> **EXCERPT TO READ**:
The sky’s the limit

Wednesday 19th November 2008, 3:00PM GMT.

00600495_cropped.jpgA STUDENT medic has just spent six weeks at the Nasa space camp in America as part of her studies.

Elizabeth Boléat, of Grouville, won one of only two medical awards given annually to UK medical students at NASA’s Kennedy Space Centre in Florida. Elizabeth (30) is currently in her final year of medical school at Guys, Kings and St Thomas’s in London and returned to the UK last month with some ‘amazing’ memories.

The competition for the award was organised in conjunction with University College London’s Centre for Altitude, Space and Extreme Environment Medicine. It covered an introduction to space flight physiology and medicine, along with the opportunity to witness medical preparations for space flight at first hand and participate in related projects.

> **ASSIGNMENT**: Print the part of the space camp article that begins at the words "The sky’s the" and stops after "in related projects.". Nothing in the entries is needed to work with the space camp article.

> **EXTRACTED ENTRIES**:

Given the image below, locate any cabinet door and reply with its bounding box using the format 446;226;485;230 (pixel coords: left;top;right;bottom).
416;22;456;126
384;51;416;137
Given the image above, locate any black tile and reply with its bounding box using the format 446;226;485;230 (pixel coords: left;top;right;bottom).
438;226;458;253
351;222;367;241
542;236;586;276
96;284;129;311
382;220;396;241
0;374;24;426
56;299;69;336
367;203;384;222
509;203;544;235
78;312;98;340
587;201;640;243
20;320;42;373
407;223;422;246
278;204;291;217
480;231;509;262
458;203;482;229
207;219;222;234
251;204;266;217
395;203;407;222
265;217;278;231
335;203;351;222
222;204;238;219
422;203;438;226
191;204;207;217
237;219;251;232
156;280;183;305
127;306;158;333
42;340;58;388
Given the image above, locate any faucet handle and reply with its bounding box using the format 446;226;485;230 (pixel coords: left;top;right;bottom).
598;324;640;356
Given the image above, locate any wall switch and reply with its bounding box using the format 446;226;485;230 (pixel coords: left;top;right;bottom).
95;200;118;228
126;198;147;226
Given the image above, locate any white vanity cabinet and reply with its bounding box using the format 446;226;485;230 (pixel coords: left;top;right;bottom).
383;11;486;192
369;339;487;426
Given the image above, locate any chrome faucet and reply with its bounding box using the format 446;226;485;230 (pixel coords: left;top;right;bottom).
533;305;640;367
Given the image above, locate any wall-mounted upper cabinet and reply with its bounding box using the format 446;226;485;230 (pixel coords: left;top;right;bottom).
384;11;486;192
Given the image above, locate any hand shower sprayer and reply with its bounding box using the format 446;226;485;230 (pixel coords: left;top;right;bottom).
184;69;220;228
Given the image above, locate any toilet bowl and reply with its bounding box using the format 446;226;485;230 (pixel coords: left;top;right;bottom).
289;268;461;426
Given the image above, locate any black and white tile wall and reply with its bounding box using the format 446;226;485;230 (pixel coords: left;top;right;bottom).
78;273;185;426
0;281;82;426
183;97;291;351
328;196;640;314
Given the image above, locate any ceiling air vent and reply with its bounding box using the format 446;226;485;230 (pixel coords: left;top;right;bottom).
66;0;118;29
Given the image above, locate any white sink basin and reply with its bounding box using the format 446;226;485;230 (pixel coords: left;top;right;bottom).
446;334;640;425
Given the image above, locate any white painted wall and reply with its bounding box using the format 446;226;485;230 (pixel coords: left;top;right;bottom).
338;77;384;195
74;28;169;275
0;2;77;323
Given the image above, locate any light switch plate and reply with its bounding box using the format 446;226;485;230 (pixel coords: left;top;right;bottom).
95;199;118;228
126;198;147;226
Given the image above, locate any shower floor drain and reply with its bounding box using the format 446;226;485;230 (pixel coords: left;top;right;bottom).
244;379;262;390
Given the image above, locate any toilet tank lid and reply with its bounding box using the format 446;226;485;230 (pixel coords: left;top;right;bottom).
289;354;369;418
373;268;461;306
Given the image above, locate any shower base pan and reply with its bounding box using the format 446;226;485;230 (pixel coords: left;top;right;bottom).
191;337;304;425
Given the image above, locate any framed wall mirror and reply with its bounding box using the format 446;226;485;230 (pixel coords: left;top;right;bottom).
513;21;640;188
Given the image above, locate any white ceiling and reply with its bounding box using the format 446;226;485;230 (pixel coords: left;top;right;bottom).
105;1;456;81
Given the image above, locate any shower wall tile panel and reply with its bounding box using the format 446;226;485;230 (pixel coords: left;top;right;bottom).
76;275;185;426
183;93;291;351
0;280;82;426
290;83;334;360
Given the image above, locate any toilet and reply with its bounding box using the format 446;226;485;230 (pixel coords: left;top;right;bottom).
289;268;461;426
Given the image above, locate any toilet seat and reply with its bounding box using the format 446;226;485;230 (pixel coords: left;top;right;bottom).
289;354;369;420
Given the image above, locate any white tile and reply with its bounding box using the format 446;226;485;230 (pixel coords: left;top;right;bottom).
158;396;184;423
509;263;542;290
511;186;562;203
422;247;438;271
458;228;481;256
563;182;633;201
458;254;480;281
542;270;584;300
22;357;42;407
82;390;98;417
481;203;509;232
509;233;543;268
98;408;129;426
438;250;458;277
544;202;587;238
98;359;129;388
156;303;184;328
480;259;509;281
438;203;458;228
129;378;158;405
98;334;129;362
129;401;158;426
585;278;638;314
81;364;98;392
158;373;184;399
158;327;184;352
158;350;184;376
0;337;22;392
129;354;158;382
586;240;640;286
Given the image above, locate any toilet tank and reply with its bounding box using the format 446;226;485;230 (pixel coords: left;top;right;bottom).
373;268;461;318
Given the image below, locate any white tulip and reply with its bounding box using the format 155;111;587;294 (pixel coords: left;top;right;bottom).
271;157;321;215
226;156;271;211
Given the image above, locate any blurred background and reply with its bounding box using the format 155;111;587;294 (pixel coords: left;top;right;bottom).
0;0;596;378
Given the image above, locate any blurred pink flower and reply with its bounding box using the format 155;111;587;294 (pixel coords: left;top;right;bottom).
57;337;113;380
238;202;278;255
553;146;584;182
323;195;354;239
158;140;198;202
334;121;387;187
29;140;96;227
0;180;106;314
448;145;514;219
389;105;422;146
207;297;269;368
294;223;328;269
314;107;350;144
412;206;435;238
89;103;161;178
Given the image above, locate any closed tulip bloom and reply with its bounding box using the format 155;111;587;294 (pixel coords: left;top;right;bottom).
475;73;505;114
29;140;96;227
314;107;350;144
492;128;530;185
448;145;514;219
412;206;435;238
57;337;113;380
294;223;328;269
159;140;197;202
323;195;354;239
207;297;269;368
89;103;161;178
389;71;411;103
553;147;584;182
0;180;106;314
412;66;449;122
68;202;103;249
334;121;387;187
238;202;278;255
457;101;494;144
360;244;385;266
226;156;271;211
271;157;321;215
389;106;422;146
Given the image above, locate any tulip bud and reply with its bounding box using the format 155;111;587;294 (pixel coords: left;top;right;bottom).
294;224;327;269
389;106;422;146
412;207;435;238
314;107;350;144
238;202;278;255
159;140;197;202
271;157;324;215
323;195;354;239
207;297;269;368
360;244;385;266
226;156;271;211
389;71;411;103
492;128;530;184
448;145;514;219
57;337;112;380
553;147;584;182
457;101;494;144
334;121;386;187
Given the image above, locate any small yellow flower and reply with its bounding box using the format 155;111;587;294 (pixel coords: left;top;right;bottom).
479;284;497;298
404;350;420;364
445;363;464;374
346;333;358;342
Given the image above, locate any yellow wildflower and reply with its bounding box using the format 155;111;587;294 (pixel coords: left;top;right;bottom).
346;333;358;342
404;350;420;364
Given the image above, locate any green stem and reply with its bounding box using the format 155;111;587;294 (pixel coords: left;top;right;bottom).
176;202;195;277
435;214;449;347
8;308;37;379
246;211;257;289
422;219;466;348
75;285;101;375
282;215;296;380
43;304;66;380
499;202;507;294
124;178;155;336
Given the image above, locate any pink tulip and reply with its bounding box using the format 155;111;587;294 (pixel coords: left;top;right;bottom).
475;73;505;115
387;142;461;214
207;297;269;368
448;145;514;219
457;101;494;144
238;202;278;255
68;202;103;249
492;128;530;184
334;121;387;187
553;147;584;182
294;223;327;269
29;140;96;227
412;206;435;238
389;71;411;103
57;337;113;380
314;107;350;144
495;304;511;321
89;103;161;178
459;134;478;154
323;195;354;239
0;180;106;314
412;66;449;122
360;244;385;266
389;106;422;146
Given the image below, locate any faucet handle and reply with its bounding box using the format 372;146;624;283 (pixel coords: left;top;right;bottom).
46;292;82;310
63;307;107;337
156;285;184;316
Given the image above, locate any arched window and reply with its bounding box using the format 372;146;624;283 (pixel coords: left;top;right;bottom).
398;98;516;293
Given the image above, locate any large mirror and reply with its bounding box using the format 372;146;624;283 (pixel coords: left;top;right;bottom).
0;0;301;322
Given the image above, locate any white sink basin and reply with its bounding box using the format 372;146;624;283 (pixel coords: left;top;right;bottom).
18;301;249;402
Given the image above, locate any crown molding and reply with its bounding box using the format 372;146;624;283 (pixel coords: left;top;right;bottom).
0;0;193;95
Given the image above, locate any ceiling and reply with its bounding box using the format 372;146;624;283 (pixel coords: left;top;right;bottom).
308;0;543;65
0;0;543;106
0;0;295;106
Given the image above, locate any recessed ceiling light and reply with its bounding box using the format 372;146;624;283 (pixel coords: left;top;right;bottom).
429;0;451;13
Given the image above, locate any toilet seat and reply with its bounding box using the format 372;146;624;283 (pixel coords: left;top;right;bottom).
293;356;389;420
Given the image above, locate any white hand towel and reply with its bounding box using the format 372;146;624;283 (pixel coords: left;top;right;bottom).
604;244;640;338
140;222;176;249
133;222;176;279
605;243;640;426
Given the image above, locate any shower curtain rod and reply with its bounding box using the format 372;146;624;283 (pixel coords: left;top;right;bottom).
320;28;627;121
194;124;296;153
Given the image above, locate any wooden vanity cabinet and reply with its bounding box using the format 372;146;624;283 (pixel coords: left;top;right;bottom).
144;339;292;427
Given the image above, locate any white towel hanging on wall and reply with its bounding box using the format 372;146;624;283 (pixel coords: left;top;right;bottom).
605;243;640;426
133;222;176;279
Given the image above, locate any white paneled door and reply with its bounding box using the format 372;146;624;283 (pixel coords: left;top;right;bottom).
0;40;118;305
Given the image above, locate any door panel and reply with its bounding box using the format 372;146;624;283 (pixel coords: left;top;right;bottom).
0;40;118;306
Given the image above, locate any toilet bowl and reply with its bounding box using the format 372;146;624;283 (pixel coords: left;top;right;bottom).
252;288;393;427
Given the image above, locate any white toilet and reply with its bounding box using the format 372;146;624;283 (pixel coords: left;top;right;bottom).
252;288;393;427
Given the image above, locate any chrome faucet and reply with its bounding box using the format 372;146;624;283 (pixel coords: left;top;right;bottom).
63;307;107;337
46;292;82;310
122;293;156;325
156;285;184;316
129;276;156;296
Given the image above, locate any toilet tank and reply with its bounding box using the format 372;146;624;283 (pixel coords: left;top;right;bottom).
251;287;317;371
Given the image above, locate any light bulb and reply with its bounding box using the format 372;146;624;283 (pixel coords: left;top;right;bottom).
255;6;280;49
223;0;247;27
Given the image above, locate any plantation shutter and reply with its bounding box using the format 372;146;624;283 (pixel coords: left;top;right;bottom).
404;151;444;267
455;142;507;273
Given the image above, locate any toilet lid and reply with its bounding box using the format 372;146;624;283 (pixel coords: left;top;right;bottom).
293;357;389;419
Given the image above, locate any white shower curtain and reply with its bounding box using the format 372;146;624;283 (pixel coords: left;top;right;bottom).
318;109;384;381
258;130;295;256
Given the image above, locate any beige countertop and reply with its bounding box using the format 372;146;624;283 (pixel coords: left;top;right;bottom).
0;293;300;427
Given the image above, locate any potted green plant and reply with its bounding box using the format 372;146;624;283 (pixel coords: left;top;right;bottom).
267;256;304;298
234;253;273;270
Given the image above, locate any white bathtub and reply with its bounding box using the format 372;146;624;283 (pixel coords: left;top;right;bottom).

> **EXPECTED ANSWER**:
The sky’s the limit

Wednesday 19th November 2008, 3:00PM GMT.

00600495_cropped.jpgA STUDENT medic has just spent six weeks at the Nasa space camp in America as part of her studies.

Elizabeth Boléat, of Grouville, won one of only two medical awards given annually to UK medical students at NASA’s Kennedy Space Centre in Florida. Elizabeth (30) is currently in her final year of medical school at Guys, Kings and St Thomas’s in London and returned to the UK last month with some ‘amazing’ memories.

The competition for the award was organised in conjunction with University College London’s Centre for Altitude, Space and Extreme Environment Medicine. It covered an introduction to space flight physiology and medicine, along with the opportunity to witness medical preparations for space flight at first hand and participate in related projects.